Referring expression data

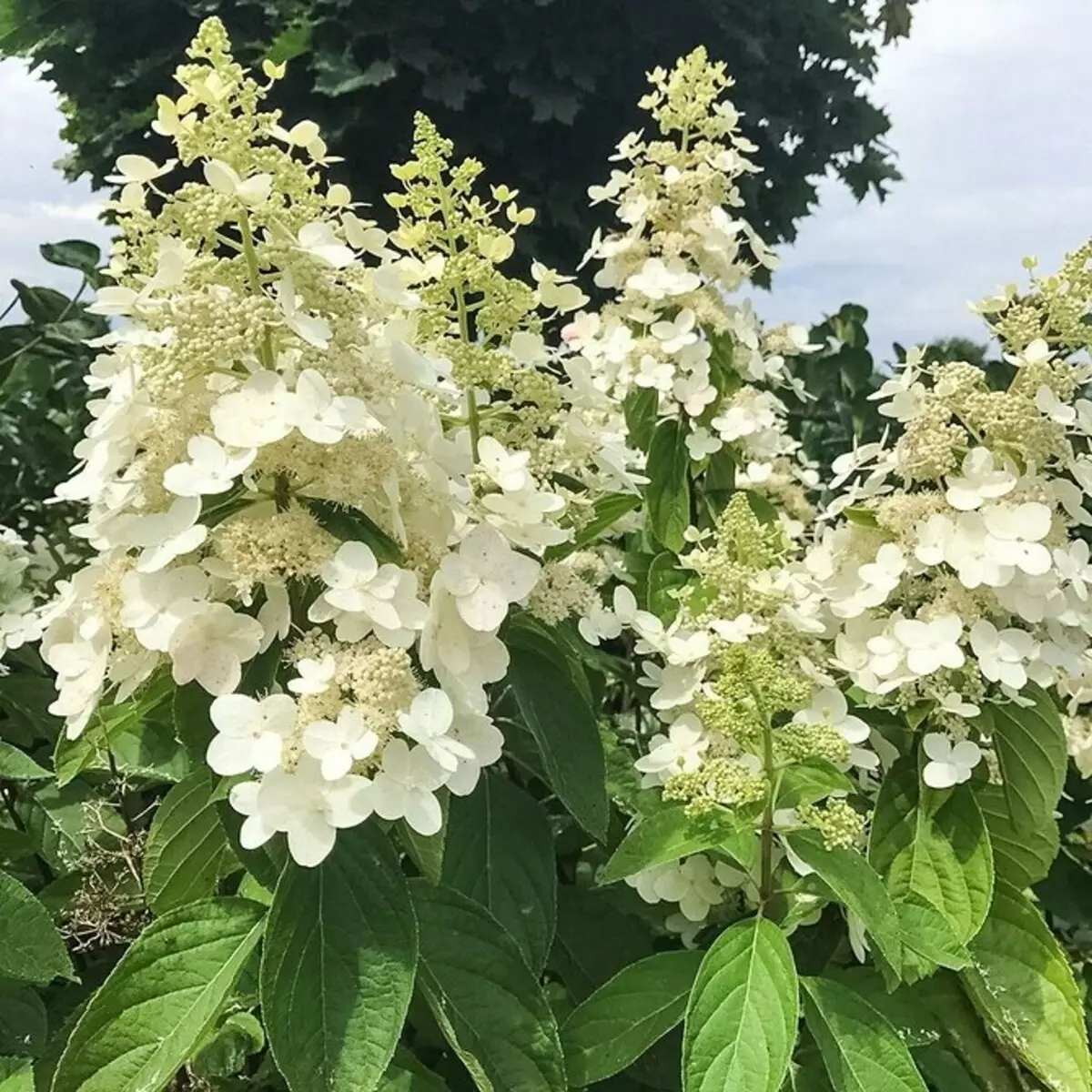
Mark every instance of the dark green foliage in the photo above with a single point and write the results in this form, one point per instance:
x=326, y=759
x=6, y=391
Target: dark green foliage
x=43, y=361
x=511, y=82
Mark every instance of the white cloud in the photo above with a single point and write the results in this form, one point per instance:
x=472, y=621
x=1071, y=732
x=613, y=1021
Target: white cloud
x=989, y=107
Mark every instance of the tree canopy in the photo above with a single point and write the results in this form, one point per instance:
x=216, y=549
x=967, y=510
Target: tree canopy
x=511, y=82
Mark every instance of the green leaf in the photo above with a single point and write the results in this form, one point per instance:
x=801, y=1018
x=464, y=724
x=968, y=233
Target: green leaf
x=1032, y=753
x=500, y=853
x=42, y=306
x=1020, y=857
x=187, y=849
x=1022, y=986
x=162, y=998
x=350, y=524
x=860, y=1048
x=670, y=834
x=33, y=949
x=667, y=494
x=614, y=1026
x=944, y=857
x=814, y=779
x=427, y=851
x=860, y=887
x=640, y=408
x=17, y=765
x=594, y=939
x=75, y=255
x=338, y=966
x=405, y=1074
x=605, y=513
x=664, y=576
x=23, y=1022
x=741, y=1021
x=483, y=995
x=562, y=723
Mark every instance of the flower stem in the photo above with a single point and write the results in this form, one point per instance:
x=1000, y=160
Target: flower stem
x=266, y=350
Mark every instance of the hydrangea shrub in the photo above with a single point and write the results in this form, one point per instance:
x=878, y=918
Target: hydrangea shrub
x=463, y=686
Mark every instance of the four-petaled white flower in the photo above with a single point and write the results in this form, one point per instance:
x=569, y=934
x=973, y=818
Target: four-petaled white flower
x=212, y=468
x=485, y=576
x=364, y=596
x=339, y=743
x=250, y=732
x=982, y=480
x=931, y=645
x=212, y=644
x=405, y=786
x=255, y=415
x=682, y=751
x=1003, y=654
x=949, y=764
x=225, y=179
x=315, y=675
x=507, y=470
x=430, y=723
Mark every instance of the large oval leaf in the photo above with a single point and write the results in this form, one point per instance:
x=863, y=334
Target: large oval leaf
x=1022, y=986
x=33, y=949
x=500, y=852
x=670, y=834
x=1020, y=857
x=1032, y=753
x=667, y=495
x=860, y=1048
x=860, y=887
x=944, y=858
x=614, y=1026
x=161, y=999
x=485, y=998
x=741, y=1022
x=338, y=966
x=187, y=847
x=561, y=721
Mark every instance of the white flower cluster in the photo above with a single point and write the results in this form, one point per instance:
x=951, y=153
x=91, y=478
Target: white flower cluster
x=25, y=571
x=284, y=375
x=970, y=577
x=669, y=328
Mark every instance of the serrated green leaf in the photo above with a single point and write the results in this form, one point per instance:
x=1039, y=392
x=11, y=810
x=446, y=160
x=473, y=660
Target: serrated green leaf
x=860, y=887
x=670, y=834
x=486, y=1000
x=161, y=999
x=350, y=524
x=74, y=254
x=23, y=1021
x=562, y=723
x=614, y=1026
x=594, y=939
x=1032, y=753
x=500, y=853
x=667, y=494
x=33, y=949
x=741, y=1021
x=187, y=849
x=338, y=966
x=812, y=780
x=860, y=1048
x=1022, y=986
x=17, y=765
x=1020, y=857
x=944, y=857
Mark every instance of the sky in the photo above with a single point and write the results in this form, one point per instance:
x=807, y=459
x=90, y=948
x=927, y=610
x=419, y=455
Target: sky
x=991, y=103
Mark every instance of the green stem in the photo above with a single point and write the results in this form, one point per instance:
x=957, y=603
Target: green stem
x=60, y=318
x=266, y=350
x=462, y=311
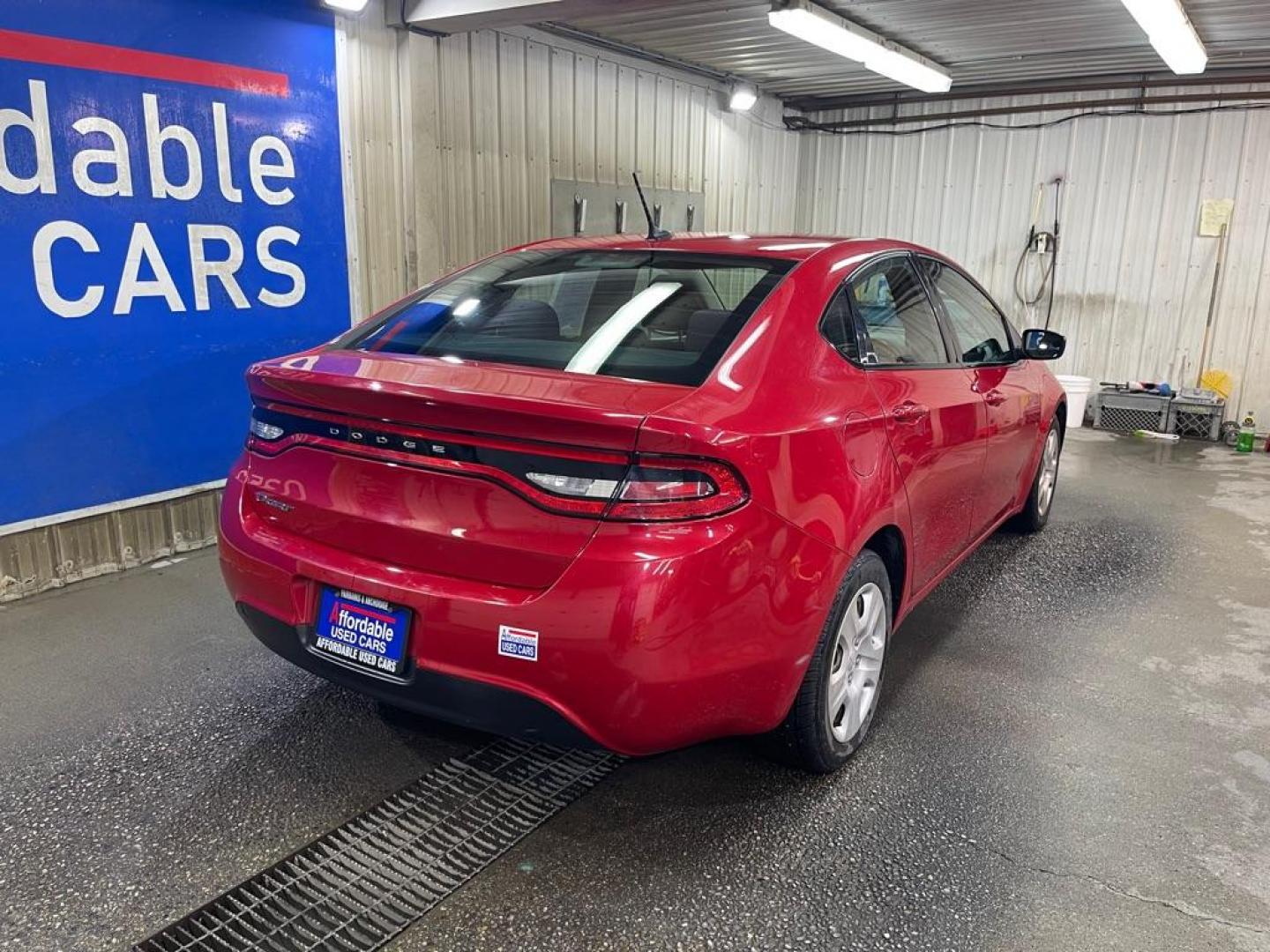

(WORK REQUEST) Scan the lines above for "instance", then copy every one that has it.

(RESPONSE)
Mark every instance of the dark green foliage in the photo above with a single point and write the results in this form, one point per instance:
Mark every instance of the white cloud in the photo above with a single point and write the results in this form, one point per instance:
Mark every instance of the tree canopy in the photo above with a single point and write the results in this form, one point per instance:
Mark every instance of the green leaf in the photo above with a single point and write the results in this form, one point per instance:
Mark every instance of the flower stem in the photo above with a single point and write the results in this form, one point per instance:
Mark every instance of the hydrangea shrub in the photo above with a single point and write the results in this form, one point per instance:
Mark every instance of the four-petaled white flower in the photo above with a single point and write the results in this form, one point per instance:
Mark every instance of the large oval leaf in the photo above with a single point and write the results in this form, one point per instance:
Mark every instance of the white flower cluster in the photo above with a single point and write the results in this form, one point per instance:
Mark every instance of the serrated green leaf in the photo above with a single point and write the results in this form, one point per instance:
Mark every instance of the sky in the photo above with a single point and write the results in this form, one point per instance:
Mark every instance of the green stem in the photo above with a single point and write the results in this form, one point per instance:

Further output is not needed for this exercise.